Reproduce all of the data exactly.
--------------------
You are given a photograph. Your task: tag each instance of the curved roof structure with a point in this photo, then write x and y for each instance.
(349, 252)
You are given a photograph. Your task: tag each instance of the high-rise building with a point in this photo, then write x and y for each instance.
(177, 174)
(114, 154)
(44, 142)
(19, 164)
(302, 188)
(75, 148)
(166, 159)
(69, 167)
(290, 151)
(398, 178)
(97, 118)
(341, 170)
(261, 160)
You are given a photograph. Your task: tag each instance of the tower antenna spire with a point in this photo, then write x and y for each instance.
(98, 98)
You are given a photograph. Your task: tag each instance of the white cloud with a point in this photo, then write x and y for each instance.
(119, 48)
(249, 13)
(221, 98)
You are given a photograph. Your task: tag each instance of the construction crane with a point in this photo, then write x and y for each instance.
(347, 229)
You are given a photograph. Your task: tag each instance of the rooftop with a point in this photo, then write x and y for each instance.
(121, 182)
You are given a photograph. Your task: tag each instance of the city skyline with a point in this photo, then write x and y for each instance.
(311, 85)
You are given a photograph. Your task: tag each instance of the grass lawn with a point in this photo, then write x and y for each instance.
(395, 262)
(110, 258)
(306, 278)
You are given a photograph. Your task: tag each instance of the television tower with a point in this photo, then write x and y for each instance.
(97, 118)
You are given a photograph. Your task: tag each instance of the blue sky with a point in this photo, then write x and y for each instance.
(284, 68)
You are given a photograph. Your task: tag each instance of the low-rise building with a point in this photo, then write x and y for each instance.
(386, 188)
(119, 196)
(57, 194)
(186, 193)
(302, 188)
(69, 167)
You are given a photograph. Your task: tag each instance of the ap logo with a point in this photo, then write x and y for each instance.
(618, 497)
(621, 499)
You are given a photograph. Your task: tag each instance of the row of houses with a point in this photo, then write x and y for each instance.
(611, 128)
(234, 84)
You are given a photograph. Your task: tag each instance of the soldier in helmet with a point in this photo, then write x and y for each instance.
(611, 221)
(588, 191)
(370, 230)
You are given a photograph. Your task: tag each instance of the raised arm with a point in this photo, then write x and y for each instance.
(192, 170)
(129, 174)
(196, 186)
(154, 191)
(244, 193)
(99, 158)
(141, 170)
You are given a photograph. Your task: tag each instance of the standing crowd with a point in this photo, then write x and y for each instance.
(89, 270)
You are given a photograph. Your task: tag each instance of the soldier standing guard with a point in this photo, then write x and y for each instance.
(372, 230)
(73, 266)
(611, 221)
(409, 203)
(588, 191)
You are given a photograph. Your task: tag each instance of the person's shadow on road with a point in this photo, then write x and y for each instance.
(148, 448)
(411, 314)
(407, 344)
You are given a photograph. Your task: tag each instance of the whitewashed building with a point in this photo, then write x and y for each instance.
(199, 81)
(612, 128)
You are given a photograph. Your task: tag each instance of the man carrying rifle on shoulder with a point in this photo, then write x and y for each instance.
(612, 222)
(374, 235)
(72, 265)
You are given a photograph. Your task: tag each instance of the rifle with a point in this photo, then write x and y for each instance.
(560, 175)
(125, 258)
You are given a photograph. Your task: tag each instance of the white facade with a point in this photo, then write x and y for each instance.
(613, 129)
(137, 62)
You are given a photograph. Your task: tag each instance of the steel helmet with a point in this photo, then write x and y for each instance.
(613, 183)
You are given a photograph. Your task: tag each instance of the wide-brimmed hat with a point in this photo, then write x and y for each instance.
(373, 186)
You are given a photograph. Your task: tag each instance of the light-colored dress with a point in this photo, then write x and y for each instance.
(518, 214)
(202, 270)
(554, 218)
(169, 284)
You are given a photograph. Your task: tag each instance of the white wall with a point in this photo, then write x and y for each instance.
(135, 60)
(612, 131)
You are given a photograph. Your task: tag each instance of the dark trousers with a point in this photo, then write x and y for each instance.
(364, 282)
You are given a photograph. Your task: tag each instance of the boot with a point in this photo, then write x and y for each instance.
--------------------
Finished exercise
You are given a photograph. Your task: tag each instance of the curved roof structure with a point in this photo, then write x and y for each instance.
(349, 252)
You are given a photograph. Your task: tag each instance of the high-rise building with a point in this photo, then write x and y for each instance.
(177, 174)
(114, 154)
(44, 142)
(19, 164)
(302, 188)
(75, 148)
(166, 159)
(69, 167)
(290, 151)
(398, 178)
(97, 118)
(341, 170)
(261, 160)
You are given a photograph. Your task: tag each instance of the tower antenna spire with a point in this photo, then write x and y for each instance.
(98, 98)
You are given a photograph. Your task: tag each instance of the white cloud with a point in this photo, then write x and y for each instance.
(119, 48)
(249, 13)
(221, 98)
You are given a photograph. Your task: tag each instance of the construction crane with a point in this photo, then write x and y for each instance.
(347, 229)
You are given a photograph. Your task: tag each instance of the rooftop with a point in this photo, then write x and y for each instance.
(121, 182)
You are given a photograph. Your task: tag each instance of the city skyline with a point in this photo, then write x and y for each instance.
(311, 85)
You are given a photograph. Your task: tag each instance of the grass lawn with a point in this photo, then write x and y for each instance.
(395, 262)
(110, 258)
(306, 278)
You are given a photograph. Your task: tag each instance of the television tower with a point in this photo, then write x and y for each instance.
(97, 118)
You are given a photograph. Your task: tag each instance of the blue sky with a point in this photo, then write x and y for each instance.
(284, 68)
You are given a photograph. Your task: tag each instance of the low-rise building with a point in this photo, then write x and y for each instance.
(386, 188)
(119, 196)
(57, 194)
(186, 193)
(302, 188)
(69, 167)
You are given a photograph. Your task: tag each instance of the ap logo with a point in this photo, then write x and y for each instance.
(618, 497)
(621, 499)
You are given a photograph. Your task: tag each instance of the row of houses with a point in this photo, then write x and y for each instance.
(611, 128)
(234, 84)
You are given a photograph. Your task: tag each instance of the soldier in helmet with a point in this photo, then write x and y for each instance.
(611, 221)
(588, 191)
(370, 230)
You are given a photograph. Your task: tag each instance of the raised arm with a point in this photo, then write x and y for each instance.
(192, 170)
(129, 174)
(196, 186)
(154, 191)
(244, 193)
(99, 158)
(141, 170)
You are given a photograph. Your task: tag each instance of the standing crowd with a point in this photo, then write x and y for each instance.
(89, 270)
You are given a photograph. Your task: tag each instance of the soldier standing guard with a point in this photo, then write x and y for each instance.
(372, 230)
(73, 266)
(611, 221)
(409, 203)
(588, 191)
You are given a photograph. Your task: tag each instance of the person's shadow on road with a point in this photo, then write x and y for each instance.
(148, 448)
(411, 314)
(407, 344)
You are given a photograph. Your task: tag each instance of the whitewashed building with a point in this photo, then write x and y for each instance.
(199, 81)
(612, 128)
You are given a photograph. Your task: tag each instance of the man carrying rifle on shoulder with a point in this photo, then write x and y for each instance.
(612, 222)
(374, 235)
(72, 265)
You are given a photograph. Your task: tag each instance of the rifle with a point in this photo, then write x and y for each instance.
(560, 175)
(125, 258)
You are given a photograph. Your task: tag each instance of the white facade with a point in this photo, then write x and y for each instance.
(613, 129)
(137, 62)
You are given a photograph. Your task: tag each instance of the steel helmet with a point in this photo, then write x and y for each instance.
(613, 183)
You are given a photograph. Your task: tag each instance of the wide-brimmed hat with a point in this photo, then write x and y for each instance.
(373, 186)
You are given a photograph. Your task: tag each instance of the light-colored dress with a point in this photo, then write x and y for each instance.
(518, 214)
(202, 270)
(554, 218)
(169, 284)
You are given a photograph. Your task: tag each instance of the white wall with a point in this photo, then write x and y for each instance.
(135, 60)
(612, 131)
You are given a photograph. Your task: tag each instance of the dark trousers with a point in this photo, then write x and y for each instance.
(364, 282)
You are given a photograph. Your task: tag each instance of the boot with a point in this photo, then write x and y for each instance.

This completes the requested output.